Each line of the data below from the one holding "box: [564, 313, 705, 346]" to the one holding "positive clicks: (678, 319)", inclusive, is to be reproduced exactly; no other line belongs in the answer.
┌─ SUPPLIED RECORDS
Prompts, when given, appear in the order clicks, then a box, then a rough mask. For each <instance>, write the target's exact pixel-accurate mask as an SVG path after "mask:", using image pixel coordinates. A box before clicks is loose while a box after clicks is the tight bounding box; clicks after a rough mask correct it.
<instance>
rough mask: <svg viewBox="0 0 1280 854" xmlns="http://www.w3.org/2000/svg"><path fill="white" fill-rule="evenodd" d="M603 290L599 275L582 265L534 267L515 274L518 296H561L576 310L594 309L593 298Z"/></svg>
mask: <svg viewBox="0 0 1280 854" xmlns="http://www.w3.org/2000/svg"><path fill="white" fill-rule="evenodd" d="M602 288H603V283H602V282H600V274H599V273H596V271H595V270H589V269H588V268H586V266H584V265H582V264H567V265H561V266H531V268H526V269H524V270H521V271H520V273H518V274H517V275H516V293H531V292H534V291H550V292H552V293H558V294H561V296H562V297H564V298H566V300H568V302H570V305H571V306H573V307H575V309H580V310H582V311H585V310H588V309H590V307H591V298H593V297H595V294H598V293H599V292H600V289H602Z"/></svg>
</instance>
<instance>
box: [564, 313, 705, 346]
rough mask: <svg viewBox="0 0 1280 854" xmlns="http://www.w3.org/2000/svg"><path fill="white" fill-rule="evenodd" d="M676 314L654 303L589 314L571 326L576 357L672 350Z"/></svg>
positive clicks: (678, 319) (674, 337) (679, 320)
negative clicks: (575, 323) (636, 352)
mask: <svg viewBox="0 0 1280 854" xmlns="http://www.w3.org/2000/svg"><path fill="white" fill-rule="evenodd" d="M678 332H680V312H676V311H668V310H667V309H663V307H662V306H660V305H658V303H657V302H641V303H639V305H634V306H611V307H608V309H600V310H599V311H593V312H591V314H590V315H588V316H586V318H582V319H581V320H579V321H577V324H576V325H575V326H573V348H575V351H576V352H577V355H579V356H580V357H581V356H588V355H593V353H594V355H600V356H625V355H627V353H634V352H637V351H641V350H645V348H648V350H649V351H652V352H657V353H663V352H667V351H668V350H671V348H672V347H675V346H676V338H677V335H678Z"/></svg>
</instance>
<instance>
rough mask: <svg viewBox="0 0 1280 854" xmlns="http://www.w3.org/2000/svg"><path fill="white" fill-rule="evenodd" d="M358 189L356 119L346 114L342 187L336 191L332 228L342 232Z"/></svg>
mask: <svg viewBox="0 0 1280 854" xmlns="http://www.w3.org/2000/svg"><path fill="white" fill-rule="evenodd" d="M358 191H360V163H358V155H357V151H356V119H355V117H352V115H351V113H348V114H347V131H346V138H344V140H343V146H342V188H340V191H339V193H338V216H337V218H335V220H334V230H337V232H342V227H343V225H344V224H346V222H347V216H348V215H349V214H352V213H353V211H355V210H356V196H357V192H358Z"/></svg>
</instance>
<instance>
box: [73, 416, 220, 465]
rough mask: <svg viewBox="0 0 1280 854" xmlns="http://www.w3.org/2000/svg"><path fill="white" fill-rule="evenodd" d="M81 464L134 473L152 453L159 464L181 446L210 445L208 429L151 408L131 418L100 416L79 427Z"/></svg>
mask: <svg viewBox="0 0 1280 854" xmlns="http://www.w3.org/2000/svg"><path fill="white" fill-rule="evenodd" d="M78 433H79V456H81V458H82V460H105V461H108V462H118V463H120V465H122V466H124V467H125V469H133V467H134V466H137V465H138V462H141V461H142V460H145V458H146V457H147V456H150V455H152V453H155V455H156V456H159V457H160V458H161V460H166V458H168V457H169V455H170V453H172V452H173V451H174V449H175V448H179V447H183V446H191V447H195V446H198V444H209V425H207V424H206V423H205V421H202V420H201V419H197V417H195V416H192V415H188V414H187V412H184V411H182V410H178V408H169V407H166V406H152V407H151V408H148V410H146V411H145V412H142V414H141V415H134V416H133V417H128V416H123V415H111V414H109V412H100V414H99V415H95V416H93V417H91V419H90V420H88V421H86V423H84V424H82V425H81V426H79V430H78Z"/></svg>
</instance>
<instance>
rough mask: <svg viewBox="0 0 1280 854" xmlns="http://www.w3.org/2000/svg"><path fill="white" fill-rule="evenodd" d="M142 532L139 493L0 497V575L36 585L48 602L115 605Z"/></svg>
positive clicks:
└─
- **WRITTEN ANSWER**:
box: [564, 313, 705, 346]
rough mask: <svg viewBox="0 0 1280 854" xmlns="http://www.w3.org/2000/svg"><path fill="white" fill-rule="evenodd" d="M676 314L654 303L589 314L571 326L576 357L672 350Z"/></svg>
positive clicks: (678, 319) (674, 337) (679, 320)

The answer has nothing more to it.